Start DATA ENTRIES
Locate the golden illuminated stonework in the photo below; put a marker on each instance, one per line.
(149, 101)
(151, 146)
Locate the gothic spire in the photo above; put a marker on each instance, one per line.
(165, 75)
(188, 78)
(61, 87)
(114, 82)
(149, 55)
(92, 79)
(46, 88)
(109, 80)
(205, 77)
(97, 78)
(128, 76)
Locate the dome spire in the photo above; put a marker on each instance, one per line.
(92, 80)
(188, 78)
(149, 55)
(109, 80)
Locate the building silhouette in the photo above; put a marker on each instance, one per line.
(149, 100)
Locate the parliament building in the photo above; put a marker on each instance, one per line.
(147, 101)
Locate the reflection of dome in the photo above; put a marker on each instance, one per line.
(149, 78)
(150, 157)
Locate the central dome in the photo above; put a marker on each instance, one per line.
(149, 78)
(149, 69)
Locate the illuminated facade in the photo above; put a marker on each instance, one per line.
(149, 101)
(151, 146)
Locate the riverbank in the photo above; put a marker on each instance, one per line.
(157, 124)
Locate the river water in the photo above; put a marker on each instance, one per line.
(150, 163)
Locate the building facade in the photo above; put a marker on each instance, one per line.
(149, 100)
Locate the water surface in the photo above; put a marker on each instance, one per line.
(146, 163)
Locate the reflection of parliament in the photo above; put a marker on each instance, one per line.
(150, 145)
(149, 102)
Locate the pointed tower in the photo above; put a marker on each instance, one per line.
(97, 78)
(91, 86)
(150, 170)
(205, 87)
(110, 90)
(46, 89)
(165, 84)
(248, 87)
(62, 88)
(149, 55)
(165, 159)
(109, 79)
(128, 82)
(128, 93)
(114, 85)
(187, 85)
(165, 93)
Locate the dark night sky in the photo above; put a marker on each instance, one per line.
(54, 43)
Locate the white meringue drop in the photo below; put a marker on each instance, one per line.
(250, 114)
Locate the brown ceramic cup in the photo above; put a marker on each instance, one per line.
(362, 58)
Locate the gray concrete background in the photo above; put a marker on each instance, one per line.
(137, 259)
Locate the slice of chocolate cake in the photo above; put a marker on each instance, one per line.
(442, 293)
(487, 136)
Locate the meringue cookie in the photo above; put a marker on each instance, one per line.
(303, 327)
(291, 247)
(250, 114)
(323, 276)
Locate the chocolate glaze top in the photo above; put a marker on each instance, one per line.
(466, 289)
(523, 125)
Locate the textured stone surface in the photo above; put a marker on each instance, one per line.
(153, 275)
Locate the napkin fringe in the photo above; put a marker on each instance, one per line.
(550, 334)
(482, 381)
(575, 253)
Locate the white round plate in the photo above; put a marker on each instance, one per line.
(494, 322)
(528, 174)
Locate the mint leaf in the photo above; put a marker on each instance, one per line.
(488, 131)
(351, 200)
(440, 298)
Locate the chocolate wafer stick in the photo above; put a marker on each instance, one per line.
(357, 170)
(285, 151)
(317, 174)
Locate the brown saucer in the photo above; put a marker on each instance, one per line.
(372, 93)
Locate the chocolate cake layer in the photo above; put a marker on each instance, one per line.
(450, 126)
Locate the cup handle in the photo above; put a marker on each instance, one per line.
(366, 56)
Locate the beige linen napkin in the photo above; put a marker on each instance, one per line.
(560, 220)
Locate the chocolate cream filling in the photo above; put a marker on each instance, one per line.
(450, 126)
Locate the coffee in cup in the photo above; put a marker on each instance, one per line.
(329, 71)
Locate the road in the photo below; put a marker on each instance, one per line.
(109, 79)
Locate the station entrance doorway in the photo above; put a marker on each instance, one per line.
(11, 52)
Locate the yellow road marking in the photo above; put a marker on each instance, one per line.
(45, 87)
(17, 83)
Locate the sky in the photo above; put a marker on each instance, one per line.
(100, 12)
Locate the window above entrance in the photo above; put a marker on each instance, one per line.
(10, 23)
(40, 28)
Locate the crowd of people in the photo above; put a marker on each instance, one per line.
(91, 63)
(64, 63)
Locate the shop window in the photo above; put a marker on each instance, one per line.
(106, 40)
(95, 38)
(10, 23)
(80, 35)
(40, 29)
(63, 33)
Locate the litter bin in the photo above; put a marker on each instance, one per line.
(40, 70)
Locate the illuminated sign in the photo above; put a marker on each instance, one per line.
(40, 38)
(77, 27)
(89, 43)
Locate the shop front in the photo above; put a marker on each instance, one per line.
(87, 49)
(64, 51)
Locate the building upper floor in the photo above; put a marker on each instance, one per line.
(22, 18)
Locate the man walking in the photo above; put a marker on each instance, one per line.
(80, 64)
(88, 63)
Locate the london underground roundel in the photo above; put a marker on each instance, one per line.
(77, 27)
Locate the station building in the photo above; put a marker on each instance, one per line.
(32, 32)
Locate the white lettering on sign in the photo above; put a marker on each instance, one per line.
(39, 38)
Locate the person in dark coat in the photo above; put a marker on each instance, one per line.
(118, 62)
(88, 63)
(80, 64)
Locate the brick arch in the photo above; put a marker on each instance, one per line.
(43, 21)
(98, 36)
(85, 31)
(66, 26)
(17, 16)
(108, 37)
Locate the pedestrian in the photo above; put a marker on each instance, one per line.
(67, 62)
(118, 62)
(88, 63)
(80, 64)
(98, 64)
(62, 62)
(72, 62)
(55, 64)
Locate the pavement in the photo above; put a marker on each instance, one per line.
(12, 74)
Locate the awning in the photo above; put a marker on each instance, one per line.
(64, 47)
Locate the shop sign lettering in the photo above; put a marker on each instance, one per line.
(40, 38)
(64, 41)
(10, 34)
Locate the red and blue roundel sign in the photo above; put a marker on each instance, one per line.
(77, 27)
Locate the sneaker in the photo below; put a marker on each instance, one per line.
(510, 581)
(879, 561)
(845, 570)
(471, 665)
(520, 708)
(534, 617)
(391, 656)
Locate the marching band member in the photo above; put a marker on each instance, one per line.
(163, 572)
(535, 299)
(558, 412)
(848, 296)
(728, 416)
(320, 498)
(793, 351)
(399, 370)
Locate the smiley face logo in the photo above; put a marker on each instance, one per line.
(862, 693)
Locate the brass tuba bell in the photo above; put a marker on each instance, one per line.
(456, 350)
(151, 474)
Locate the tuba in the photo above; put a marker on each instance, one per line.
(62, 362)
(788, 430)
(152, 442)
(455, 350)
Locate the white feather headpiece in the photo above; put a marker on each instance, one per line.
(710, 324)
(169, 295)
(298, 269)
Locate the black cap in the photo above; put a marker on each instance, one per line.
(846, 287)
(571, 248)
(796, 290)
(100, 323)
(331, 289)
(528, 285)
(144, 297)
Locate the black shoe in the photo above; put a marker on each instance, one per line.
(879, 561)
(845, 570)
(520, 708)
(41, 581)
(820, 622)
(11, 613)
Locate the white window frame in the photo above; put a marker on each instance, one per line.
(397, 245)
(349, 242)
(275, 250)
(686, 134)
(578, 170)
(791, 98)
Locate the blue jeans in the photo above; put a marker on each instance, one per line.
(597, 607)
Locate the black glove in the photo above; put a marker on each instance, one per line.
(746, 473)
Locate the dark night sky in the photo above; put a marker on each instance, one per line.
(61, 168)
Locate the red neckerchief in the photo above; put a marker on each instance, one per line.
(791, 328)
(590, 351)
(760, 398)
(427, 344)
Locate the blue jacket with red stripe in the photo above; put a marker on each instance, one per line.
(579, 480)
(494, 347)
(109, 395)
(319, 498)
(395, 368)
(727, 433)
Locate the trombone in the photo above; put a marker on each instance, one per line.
End DATA ENTRIES
■ **INSTRUCTIONS FOR THE TASK**
Output word for word the lines of the records above, starting at the line that contains "Locate the brass" and ending with the last line of the records.

■ **WORKED SOLUTION**
Locate the brass tuba bell in the photo above; put a marker on each instance, one per line.
(456, 350)
(151, 474)
Locate the tuba in the photo above; put a marker on each instance, one per line.
(62, 362)
(788, 430)
(152, 442)
(455, 350)
Locate the white feather headpiece in the photo above; put a marker on each instance, one per line.
(710, 324)
(169, 295)
(298, 269)
Locate the black cap in the photo above; put a marker on each instance, one per line.
(846, 287)
(571, 248)
(796, 290)
(100, 323)
(331, 289)
(528, 285)
(144, 297)
Locate the black shoe in the photo above; put a marker on each instance, one per line.
(879, 561)
(845, 570)
(520, 708)
(41, 581)
(820, 622)
(11, 613)
Locate the white window frame in the photo above; put a marker on each instance, one per line.
(397, 245)
(349, 242)
(275, 250)
(686, 134)
(578, 170)
(791, 98)
Locate the blue jeans in the photo above; put a marker on each instance, one per line.
(597, 607)
Locate the black glove in the photo above; put a marker on each instance, one per line.
(746, 473)
Locate the dark night sky in the photo above; put a marker on each instance, one per line.
(61, 168)
Locate the red neckerchief in the photo above; put a marker on each instance, one per line.
(791, 328)
(590, 351)
(760, 398)
(427, 344)
Locate the blue jacket with red stripe in the photo above; put a marker on each instance, one per line.
(579, 480)
(494, 347)
(109, 395)
(319, 498)
(395, 368)
(727, 433)
Locate the trombone in the photo above; put a marker on each instance, one per line.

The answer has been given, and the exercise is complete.